### Your goal
Retype the range from the line holding "One point per instance, written like point(1290, 254)" to the last line of the listing, inclusive, exactly as it appears and with nothing else.
=====
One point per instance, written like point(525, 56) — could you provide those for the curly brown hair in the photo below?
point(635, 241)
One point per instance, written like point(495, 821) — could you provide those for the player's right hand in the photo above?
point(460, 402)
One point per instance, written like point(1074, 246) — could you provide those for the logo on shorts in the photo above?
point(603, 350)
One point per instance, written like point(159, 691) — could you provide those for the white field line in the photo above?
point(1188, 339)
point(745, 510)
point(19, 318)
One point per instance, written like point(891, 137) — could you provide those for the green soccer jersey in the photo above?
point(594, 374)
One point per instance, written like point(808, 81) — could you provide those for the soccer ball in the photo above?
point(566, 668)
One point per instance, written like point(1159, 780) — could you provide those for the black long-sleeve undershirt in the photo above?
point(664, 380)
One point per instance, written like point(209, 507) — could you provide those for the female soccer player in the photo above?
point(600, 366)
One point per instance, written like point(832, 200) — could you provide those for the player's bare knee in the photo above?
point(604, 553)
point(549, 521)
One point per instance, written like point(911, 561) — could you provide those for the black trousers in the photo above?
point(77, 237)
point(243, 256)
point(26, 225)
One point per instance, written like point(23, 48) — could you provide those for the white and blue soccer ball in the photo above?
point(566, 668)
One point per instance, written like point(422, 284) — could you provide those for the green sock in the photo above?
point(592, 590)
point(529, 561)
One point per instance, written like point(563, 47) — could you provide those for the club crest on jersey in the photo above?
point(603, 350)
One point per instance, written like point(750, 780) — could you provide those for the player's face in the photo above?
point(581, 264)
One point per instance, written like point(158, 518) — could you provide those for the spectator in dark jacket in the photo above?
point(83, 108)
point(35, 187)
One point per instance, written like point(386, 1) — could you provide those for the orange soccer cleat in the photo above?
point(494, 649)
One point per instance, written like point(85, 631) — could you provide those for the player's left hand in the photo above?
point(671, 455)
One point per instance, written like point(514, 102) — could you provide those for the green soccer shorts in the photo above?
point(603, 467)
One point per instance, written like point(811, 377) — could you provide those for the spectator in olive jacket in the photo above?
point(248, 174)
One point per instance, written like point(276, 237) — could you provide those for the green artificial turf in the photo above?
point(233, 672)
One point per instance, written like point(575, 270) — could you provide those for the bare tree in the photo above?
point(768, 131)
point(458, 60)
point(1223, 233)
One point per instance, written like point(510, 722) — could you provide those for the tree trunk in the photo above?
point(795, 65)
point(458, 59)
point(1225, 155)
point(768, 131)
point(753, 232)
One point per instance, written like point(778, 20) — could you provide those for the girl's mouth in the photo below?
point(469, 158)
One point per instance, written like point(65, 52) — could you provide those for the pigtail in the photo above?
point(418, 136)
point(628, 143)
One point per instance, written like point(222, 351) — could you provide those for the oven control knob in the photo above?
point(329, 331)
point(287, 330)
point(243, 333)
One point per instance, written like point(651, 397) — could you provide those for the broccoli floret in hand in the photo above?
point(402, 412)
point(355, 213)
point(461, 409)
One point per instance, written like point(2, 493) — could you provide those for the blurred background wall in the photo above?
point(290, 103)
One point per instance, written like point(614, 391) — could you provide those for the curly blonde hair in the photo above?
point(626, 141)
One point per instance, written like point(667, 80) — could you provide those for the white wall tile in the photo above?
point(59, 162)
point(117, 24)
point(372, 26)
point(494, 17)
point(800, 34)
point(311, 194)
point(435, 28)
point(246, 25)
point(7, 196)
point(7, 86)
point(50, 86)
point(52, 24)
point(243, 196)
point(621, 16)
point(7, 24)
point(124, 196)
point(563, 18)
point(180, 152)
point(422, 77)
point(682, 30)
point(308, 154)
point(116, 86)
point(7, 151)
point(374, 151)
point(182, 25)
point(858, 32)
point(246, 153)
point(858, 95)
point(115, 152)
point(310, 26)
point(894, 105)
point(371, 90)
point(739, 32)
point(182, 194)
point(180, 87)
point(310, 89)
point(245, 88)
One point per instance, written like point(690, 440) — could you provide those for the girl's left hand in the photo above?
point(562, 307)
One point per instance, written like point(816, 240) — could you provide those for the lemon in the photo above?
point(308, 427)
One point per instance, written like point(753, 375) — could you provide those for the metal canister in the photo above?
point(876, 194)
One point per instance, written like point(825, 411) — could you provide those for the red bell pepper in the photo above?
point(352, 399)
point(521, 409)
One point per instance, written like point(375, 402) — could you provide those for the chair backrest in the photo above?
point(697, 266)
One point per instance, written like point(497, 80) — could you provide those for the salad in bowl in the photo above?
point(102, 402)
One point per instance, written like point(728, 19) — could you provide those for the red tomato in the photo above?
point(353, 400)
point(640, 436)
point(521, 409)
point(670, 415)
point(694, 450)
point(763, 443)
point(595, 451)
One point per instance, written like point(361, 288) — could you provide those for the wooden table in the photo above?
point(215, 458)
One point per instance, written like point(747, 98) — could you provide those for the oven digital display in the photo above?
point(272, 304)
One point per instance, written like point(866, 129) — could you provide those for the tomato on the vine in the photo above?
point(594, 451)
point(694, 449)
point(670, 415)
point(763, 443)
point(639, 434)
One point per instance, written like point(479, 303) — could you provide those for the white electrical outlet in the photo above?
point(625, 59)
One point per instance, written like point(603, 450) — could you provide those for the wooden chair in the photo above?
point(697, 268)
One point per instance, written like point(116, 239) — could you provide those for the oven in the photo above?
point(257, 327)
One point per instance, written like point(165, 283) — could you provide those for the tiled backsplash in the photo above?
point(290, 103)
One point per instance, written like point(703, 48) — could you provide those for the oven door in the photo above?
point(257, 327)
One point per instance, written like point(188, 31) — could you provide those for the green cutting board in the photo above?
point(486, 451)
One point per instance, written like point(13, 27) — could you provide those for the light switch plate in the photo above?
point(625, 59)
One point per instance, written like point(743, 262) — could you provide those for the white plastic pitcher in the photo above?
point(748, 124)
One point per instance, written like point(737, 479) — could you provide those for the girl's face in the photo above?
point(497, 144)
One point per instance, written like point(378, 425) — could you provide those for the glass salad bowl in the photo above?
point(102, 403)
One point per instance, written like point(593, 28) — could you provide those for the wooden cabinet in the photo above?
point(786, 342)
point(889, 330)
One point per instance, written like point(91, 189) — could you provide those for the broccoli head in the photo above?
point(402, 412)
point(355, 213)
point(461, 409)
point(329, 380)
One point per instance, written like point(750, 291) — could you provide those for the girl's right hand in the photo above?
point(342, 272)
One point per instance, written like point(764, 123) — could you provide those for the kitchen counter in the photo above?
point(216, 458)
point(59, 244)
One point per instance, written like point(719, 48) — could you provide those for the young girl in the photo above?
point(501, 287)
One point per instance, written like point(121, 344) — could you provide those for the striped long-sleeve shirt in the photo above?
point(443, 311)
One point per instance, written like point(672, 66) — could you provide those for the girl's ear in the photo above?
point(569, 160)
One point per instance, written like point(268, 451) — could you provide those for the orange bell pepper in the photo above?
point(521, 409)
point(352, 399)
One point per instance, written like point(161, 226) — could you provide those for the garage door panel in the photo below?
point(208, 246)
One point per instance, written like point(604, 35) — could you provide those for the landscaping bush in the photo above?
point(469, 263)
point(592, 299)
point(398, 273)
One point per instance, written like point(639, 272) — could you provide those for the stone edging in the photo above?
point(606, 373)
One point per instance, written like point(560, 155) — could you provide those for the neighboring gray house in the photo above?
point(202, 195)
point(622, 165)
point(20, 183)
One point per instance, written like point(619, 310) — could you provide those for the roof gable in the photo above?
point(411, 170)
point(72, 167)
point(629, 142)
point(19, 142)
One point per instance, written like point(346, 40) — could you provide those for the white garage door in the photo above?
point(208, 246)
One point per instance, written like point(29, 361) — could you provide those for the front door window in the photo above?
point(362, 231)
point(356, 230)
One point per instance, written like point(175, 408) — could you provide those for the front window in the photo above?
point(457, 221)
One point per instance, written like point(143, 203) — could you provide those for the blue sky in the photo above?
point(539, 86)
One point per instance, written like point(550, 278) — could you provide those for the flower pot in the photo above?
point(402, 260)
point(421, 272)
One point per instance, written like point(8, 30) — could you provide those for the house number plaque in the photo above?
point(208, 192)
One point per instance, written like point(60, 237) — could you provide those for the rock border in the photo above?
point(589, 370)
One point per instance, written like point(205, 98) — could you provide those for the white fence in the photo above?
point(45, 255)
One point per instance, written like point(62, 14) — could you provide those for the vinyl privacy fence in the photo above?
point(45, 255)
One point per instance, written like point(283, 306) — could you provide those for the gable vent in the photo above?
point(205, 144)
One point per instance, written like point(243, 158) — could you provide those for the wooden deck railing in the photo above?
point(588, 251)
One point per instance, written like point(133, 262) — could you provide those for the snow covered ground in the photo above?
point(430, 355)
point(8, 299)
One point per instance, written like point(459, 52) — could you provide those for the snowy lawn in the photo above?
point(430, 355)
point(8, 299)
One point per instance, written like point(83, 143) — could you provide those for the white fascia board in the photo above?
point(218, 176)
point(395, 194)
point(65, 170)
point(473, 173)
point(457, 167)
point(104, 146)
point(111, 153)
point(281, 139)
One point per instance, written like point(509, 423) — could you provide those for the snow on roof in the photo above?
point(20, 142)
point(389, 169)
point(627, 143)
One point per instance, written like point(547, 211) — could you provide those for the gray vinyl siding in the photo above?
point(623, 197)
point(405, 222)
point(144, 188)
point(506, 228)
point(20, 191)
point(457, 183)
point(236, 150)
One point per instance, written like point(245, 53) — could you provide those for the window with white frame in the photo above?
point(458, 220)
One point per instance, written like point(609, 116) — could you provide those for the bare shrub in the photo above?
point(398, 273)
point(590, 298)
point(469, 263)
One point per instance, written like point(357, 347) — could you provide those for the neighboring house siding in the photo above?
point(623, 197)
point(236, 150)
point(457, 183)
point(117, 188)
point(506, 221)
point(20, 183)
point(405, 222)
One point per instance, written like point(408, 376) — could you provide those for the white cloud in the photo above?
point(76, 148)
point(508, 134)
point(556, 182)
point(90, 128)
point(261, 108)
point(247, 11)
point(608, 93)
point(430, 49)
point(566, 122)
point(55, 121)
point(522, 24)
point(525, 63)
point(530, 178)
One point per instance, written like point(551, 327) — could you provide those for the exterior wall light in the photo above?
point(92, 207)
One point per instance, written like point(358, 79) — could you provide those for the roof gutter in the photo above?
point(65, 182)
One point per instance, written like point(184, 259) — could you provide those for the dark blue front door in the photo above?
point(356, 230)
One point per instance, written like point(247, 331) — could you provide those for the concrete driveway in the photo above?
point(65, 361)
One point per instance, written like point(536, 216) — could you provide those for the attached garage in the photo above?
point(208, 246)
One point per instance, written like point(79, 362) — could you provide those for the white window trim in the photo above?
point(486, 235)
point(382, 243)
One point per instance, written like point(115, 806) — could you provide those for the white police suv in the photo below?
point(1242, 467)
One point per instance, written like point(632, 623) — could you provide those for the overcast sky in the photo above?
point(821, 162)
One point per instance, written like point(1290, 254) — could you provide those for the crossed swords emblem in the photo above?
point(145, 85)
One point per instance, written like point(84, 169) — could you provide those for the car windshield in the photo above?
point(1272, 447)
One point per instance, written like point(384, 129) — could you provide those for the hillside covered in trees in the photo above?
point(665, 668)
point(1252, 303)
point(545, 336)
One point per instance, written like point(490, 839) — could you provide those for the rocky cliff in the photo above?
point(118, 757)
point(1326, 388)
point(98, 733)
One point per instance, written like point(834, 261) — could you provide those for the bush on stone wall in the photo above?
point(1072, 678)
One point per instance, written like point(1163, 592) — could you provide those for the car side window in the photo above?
=====
### Response below
One point per instance, written like point(1290, 254) — could you provide those for the crossed swords emblem in the photo above?
point(145, 85)
One point per instance, written like point(84, 169) — could you provide those for the car windshield in the photo above?
point(1272, 447)
One point per instance, written like point(384, 129) — could you provide those for the hillside covered in trees in the photo above?
point(665, 668)
point(1252, 303)
point(545, 336)
One point per instance, written like point(490, 839) — could you provide those for the rocky cliff in the photo above?
point(118, 757)
point(1326, 388)
point(98, 733)
One point per instance, written like point(834, 261) — could you provide those for the bush on stone wall in the photo above?
point(1072, 678)
One point per instance, written like point(1163, 592) — could you provide those for the car side window in the photo above?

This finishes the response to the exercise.